Count how many lines in the entries below contain the word "safety", matching case exactly, and reply with only that number.

——

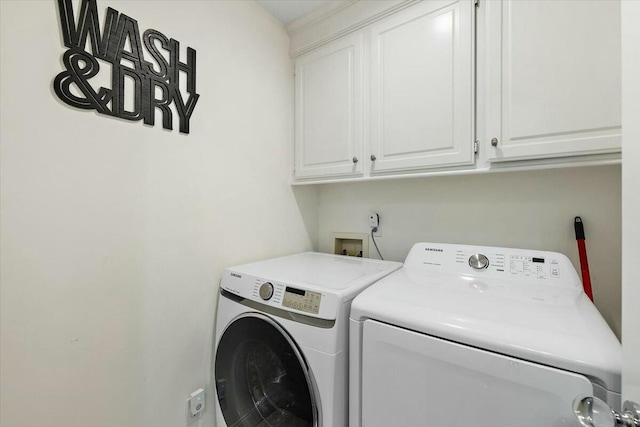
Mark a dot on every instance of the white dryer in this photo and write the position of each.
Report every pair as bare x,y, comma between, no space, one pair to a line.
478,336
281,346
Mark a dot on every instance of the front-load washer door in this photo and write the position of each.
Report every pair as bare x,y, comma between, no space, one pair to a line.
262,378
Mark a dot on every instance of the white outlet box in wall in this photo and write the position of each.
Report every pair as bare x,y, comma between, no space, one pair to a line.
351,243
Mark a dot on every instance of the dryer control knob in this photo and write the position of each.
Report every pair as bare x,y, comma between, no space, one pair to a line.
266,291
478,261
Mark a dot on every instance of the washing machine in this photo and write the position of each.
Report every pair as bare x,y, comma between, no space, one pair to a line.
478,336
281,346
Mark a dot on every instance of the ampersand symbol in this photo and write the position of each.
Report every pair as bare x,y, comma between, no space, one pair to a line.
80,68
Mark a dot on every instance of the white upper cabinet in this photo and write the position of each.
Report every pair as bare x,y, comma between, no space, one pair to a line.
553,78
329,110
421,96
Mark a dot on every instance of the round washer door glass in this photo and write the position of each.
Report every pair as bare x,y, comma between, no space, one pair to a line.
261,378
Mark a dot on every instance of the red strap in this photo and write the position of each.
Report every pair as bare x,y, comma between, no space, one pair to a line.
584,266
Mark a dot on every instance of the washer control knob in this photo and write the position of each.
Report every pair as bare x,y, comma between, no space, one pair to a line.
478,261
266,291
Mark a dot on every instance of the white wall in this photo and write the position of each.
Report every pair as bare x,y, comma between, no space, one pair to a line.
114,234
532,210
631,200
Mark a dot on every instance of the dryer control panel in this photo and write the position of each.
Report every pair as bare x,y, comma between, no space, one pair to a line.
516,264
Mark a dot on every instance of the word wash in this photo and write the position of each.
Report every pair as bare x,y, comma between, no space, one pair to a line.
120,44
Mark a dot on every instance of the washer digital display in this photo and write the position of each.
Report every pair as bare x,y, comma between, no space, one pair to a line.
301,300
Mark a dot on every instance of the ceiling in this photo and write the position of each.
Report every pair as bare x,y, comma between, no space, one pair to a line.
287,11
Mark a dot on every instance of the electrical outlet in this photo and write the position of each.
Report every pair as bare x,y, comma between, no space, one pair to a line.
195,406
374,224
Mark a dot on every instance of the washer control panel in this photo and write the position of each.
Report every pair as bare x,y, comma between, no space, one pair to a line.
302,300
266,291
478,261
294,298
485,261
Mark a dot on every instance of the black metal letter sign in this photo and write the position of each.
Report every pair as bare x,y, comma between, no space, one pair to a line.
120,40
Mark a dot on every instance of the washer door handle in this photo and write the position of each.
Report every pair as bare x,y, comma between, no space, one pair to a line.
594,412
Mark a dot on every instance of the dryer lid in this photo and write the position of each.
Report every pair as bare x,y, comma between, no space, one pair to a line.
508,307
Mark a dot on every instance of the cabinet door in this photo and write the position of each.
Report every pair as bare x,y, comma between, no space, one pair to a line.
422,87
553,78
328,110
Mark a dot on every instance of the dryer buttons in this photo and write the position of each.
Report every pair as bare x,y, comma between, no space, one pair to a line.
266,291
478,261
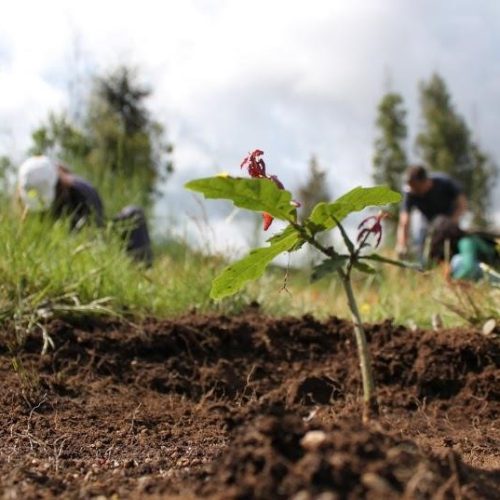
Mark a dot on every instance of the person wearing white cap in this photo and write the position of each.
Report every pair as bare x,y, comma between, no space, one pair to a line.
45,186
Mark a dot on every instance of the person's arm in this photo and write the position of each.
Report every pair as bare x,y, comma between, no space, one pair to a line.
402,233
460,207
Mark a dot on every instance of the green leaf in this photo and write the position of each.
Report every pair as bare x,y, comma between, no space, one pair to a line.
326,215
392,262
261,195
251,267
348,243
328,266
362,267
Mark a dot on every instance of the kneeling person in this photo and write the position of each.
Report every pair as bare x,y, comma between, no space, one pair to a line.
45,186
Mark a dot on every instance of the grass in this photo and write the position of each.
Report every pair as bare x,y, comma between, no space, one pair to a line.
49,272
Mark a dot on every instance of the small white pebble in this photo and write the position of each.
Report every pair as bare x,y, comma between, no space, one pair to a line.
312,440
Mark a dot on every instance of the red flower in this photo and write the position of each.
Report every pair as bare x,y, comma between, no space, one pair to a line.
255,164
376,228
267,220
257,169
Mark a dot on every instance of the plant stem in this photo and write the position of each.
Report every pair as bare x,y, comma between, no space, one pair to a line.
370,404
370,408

——

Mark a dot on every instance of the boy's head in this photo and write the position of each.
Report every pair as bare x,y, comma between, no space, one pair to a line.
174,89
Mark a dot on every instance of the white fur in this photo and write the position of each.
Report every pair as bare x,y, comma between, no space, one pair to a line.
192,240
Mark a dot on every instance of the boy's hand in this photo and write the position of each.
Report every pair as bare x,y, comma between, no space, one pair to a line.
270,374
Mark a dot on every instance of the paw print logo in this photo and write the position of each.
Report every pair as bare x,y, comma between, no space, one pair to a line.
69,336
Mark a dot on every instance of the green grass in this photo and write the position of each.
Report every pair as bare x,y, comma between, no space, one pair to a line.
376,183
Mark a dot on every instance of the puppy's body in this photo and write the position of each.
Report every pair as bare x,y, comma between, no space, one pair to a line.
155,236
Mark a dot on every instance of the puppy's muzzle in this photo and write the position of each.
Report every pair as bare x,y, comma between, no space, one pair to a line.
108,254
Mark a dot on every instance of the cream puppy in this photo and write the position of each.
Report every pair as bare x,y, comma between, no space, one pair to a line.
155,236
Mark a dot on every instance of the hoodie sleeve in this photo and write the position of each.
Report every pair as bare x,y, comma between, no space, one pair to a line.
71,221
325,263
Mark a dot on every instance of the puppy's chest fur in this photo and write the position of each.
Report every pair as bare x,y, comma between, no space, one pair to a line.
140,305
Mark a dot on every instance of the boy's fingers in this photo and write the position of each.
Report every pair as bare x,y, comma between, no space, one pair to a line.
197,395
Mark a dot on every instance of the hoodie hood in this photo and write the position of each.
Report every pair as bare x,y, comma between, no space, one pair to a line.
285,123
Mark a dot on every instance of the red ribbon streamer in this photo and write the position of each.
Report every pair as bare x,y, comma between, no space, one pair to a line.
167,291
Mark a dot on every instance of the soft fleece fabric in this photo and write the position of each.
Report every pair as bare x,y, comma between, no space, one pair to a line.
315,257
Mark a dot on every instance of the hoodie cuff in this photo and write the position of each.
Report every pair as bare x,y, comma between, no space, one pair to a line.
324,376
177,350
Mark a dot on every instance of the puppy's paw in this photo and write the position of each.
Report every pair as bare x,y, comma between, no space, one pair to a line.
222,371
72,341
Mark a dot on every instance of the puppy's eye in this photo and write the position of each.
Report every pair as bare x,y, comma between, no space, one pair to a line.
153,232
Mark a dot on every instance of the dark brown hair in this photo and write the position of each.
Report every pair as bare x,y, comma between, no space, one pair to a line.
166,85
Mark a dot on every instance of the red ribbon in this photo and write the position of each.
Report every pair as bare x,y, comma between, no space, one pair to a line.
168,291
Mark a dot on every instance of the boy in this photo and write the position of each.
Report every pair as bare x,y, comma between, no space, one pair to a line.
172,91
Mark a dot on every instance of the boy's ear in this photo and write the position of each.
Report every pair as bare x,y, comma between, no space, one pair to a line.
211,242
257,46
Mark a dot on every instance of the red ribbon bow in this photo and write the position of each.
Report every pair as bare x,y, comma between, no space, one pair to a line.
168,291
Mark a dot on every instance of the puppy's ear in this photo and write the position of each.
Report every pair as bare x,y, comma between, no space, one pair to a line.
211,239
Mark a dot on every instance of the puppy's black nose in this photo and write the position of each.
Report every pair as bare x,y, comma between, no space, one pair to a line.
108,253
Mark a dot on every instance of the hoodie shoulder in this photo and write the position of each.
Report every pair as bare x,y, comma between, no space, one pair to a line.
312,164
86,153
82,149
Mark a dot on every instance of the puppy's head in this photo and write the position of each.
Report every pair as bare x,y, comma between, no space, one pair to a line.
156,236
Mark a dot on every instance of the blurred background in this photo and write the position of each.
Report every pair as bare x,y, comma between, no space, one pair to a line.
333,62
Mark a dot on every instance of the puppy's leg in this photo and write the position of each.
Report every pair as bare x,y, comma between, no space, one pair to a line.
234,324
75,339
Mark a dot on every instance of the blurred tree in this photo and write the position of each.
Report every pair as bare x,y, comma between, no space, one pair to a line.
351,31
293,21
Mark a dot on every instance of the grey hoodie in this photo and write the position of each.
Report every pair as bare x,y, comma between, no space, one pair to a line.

——

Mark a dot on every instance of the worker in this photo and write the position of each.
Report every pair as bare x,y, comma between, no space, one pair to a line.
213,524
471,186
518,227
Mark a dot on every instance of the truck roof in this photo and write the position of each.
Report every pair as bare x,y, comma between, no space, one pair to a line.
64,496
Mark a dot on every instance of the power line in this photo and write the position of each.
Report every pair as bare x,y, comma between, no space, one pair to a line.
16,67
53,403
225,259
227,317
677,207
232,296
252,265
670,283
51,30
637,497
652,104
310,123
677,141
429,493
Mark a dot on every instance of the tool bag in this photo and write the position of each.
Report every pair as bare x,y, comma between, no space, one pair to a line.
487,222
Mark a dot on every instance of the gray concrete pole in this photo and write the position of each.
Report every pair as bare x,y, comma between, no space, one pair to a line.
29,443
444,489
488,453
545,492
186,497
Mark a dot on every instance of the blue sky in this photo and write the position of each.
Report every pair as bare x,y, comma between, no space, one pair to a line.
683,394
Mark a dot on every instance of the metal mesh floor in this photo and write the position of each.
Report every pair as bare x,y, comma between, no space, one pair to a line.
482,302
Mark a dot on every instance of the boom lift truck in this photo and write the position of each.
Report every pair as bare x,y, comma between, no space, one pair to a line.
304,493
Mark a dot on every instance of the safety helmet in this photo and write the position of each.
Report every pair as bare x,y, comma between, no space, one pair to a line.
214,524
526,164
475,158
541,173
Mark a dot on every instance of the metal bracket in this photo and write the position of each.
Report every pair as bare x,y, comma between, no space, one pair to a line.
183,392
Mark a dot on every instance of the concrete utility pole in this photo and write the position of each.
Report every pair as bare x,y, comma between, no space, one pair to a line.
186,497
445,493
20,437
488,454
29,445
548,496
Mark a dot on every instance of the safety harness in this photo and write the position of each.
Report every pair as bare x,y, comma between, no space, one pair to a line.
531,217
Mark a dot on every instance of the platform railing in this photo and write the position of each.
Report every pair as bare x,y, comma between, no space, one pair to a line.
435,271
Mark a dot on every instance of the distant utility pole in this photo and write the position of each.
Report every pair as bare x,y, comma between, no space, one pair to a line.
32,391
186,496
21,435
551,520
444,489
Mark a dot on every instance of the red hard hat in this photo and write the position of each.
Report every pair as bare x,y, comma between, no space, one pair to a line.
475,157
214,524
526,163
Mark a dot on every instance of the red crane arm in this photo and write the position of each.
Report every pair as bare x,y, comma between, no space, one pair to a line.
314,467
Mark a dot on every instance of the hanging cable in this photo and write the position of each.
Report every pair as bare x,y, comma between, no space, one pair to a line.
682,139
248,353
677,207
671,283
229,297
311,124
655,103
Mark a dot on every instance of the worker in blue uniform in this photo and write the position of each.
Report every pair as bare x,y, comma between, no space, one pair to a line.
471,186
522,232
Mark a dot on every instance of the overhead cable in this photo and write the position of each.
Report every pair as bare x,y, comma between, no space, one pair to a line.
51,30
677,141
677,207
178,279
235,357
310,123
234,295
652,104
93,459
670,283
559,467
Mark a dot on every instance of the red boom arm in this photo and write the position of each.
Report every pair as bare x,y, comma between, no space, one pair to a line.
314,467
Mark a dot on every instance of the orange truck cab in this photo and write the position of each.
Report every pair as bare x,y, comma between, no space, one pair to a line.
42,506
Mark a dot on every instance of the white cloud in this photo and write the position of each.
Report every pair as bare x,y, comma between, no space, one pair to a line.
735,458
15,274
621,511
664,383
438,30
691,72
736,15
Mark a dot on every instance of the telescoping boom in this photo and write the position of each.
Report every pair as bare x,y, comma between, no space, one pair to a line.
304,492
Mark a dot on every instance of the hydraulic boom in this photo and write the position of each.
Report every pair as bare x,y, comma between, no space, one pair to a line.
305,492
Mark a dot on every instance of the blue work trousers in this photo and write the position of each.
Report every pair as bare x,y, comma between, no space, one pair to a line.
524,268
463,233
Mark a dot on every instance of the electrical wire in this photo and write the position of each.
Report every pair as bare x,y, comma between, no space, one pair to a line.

——

▸ Solution below
2